### Task to complete
Each of the entries beneath this task should be written out exactly.

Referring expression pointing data
----------------

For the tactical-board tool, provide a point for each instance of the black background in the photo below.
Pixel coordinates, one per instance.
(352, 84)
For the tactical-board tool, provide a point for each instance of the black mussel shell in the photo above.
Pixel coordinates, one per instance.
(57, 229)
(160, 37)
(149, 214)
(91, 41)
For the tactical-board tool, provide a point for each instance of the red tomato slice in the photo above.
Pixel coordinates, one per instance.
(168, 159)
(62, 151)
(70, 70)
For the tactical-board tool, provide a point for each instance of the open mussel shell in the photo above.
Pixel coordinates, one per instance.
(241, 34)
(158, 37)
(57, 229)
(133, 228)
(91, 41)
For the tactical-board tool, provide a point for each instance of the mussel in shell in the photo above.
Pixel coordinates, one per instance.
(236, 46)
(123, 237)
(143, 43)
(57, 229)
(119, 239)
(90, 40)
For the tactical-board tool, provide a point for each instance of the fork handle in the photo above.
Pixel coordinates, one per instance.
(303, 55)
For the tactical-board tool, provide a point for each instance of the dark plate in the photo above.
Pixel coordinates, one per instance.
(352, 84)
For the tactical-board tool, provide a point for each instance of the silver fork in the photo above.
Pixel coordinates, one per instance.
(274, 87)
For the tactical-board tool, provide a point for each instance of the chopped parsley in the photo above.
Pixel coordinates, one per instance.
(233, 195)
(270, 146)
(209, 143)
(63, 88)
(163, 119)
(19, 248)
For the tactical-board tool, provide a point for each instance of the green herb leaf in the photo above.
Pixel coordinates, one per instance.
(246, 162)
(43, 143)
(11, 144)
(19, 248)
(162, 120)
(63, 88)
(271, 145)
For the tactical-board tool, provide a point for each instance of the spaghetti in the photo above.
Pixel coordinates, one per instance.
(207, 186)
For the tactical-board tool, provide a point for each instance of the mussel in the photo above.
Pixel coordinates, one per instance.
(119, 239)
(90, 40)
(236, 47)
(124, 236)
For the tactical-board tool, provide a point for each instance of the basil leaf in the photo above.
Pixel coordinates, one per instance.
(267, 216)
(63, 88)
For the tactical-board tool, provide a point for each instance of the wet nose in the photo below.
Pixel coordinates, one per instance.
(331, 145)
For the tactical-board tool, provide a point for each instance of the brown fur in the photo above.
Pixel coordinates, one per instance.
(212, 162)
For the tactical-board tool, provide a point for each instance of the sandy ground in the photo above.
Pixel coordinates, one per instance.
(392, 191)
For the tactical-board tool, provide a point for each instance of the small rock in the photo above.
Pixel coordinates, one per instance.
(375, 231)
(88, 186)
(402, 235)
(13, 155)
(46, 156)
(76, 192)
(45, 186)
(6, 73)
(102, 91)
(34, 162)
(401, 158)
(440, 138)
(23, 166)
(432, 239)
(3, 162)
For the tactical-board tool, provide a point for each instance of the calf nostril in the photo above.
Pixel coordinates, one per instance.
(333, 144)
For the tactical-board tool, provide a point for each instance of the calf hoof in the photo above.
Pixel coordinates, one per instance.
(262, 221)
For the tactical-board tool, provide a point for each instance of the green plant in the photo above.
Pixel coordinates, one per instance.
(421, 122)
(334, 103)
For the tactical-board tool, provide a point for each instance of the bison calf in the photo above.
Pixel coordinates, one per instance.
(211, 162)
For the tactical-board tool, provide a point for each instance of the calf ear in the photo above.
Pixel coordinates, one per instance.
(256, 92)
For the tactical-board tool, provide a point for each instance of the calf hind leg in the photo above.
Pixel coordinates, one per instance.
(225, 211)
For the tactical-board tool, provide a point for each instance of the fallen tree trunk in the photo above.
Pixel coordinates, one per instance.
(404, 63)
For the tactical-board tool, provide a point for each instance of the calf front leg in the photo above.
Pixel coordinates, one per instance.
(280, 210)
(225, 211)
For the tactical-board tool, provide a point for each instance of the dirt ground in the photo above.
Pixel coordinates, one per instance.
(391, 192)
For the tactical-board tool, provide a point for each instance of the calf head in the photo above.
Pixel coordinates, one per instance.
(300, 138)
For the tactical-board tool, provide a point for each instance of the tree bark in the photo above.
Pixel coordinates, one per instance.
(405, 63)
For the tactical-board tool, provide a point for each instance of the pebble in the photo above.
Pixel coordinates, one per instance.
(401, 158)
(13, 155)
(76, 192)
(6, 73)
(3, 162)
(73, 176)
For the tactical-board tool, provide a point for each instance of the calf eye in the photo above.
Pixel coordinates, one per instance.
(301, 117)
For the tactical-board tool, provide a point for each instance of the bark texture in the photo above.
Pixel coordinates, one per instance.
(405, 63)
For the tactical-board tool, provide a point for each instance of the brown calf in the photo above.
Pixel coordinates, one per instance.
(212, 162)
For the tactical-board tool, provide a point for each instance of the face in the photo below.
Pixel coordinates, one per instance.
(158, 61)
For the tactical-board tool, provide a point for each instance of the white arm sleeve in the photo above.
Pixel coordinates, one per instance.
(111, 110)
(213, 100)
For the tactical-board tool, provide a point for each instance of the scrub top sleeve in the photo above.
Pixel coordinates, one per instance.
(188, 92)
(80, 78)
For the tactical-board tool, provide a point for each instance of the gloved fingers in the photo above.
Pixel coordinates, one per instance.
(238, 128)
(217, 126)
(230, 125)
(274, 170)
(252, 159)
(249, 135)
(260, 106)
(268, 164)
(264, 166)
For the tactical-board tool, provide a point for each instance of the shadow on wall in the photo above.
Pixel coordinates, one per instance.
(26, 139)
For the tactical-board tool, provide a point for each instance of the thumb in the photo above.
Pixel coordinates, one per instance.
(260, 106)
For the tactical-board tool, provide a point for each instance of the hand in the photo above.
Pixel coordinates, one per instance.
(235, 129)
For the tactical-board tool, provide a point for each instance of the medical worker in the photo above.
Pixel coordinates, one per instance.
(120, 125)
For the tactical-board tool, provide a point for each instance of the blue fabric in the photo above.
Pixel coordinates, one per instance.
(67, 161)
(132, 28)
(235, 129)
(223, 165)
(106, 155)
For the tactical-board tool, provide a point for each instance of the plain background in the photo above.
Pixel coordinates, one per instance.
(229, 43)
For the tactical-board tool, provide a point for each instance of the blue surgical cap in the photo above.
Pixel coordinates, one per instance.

----------------

### Output of the exercise
For the tactical-board tool, provide a point for each instance of the black background in the photo below.
Pixel coordinates, one per instance.
(352, 84)
For the tactical-board tool, provide a point for each instance of the black mussel shell in the photo above.
Pixel coordinates, one per instance.
(57, 229)
(160, 37)
(149, 214)
(91, 41)
For the tactical-board tool, provide a point for each instance of the red tomato slice in the photo above.
Pixel coordinates, one per instance.
(168, 159)
(62, 151)
(70, 70)
For the tactical-board tool, provide a point for each instance of the open mussel shell in the photo above.
Pixel coordinates, one per instance.
(241, 34)
(158, 37)
(57, 229)
(133, 228)
(91, 41)
For the tactical-board tool, provide a point for each instance of the mussel in shell in the photo above.
Pixel coordinates, one per instance.
(236, 46)
(123, 237)
(143, 43)
(57, 229)
(119, 239)
(90, 40)
For the tactical-board tool, provide a point for each instance of the fork handle in the photo above.
Pixel coordinates, one per instance.
(303, 55)
For the tactical-board tool, provide a point for each instance of the dark plate in the photo above.
Pixel coordinates, one per instance.
(352, 84)
For the tactical-board tool, provide a point for each instance of the silver fork in the photo above.
Pixel coordinates, one per instance.
(274, 87)
For the tactical-board tool, provide a point for each instance of the chopped parsley in the photo above.
Pixel coordinates, one per instance.
(233, 195)
(270, 146)
(209, 143)
(63, 88)
(163, 119)
(19, 248)
For the tactical-board tool, provide a point for each instance of the green herb leaf in the photo above.
Pixel coordinates, one per instance.
(246, 162)
(43, 143)
(11, 144)
(19, 248)
(162, 120)
(63, 88)
(271, 145)
For the tactical-board tool, provide a point for each instance of the spaghetti in the photo above.
Pixel coordinates, one per instance.
(207, 186)
For the tactical-board tool, provide a point for each instance of the mussel in the photo above.
Pixel coordinates, one per instance.
(119, 239)
(90, 40)
(236, 47)
(124, 236)
For the tactical-board tool, provide a point for each instance of the basil leaf in the photo above.
Pixel coordinates, one per instance.
(267, 216)
(63, 88)
For the tactical-board tool, provide a point for each instance of the wet nose in the photo below.
Pixel coordinates, one per instance.
(331, 145)
For the tactical-board tool, provide a point for each instance of the brown fur in the photo above.
Pixel coordinates, one per instance.
(212, 162)
For the tactical-board tool, provide a point for each instance of the sandy ground in the photo above.
Pixel coordinates, one per instance.
(392, 191)
For the tactical-board tool, provide a point for each instance of the small rock in the photo above.
Pixel coordinates, one per instance.
(375, 231)
(88, 186)
(402, 235)
(13, 155)
(46, 156)
(76, 192)
(45, 186)
(6, 73)
(102, 91)
(34, 162)
(401, 158)
(440, 138)
(23, 166)
(432, 239)
(3, 162)
For the tactical-board tool, provide a point for each instance of the calf nostril in the photo above.
Pixel coordinates, one per instance.
(333, 144)
For the tactical-board tool, provide a point for each instance of the calf hoof in the photo above.
Pixel coordinates, one per instance.
(262, 221)
For the tactical-board tool, provide a point for each instance of the green plant in the photo above.
Pixel coordinates, one per instance.
(421, 122)
(334, 103)
For the tactical-board tool, provide a point for each instance of the bison calf in the photo above.
Pixel coordinates, one per instance.
(211, 162)
For the tactical-board tool, provide a point for each instance of the calf ear in the photo above.
Pixel coordinates, one per instance.
(256, 92)
For the tactical-board tool, provide a point for each instance of the calf hind leg in the photo above.
Pixel coordinates, one per instance.
(225, 211)
For the tactical-board tool, provide a point for each instance of the fallen tree trunk in the photo above.
Pixel coordinates, one per instance.
(404, 63)
For the tactical-board tool, provide a point for each instance of the calf front leg in the photo above.
Pixel coordinates, one per instance.
(280, 210)
(225, 211)
For the tactical-board tool, provide a point for each instance of the dirt ground in the photo above.
Pixel coordinates, one per instance.
(391, 192)
For the tactical-board tool, provide a point for each instance of the calf head in the photo above.
Pixel coordinates, one per instance.
(300, 138)
For the tactical-board tool, provide a point for each instance of the tree bark in the photo above.
Pixel coordinates, one per instance.
(405, 63)
For the tactical-board tool, provide a point for each instance of the pebble in the photo above.
Pixel coordinates, one per instance.
(401, 158)
(13, 155)
(76, 192)
(6, 73)
(3, 162)
(73, 176)
For the tactical-board tool, provide a point for each instance of the calf eye in the photo above.
Pixel coordinates, one per instance.
(301, 117)
For the tactical-board tool, provide a point for each instance of the bark texture in the photo above.
Pixel coordinates, one per instance.
(405, 63)
For the tactical-board tool, provide a point for each instance of the brown calf in the photo above.
Pixel coordinates, one per instance.
(212, 162)
For the tactical-board tool, provide a point for each instance of the face in the photo below.
Pixel coordinates, one per instance.
(158, 61)
For the tactical-board tool, provide a point for each instance of the white arm sleeve in the photo above.
Pixel coordinates, one per instance.
(111, 110)
(213, 100)
For the tactical-board tool, provide a point for each instance of the scrub top sleeve in the photo above.
Pixel coordinates, one per instance.
(188, 92)
(80, 78)
For the tactical-board tool, provide a point for each instance of the gloved fingers in the photo above.
Pixel coordinates, one per instance.
(238, 128)
(217, 126)
(230, 125)
(274, 170)
(252, 159)
(249, 135)
(260, 106)
(268, 164)
(264, 166)
For the tactical-board tool, provide a point for each instance of the shadow on wall in the photo above.
Pixel coordinates, one per instance.
(26, 139)
For the tactical-board tool, provide a point for each instance of the thumb in the photo above.
Pixel coordinates, one per instance.
(260, 106)
For the tactical-board tool, provide a point for each instance of the hand in the photo above.
Pixel coordinates, one per instance.
(235, 129)
For the tactical-board tool, provide a point for each instance of the medical worker in the photo above.
Pixel coordinates, one per instance.
(120, 125)
For the tactical-board tool, provide a point for each instance of the blue fabric in the photo above.
Pixel coordinates, one per instance.
(67, 161)
(132, 28)
(235, 129)
(223, 165)
(106, 155)
For the tactical-board tool, provide a point for each instance of the plain background in the photo above.
Pixel coordinates, one per instance.
(229, 43)
For the tactical-board tool, provide a point for each instance of the blue surgical cap in the photo above.
Pixel coordinates, one per instance.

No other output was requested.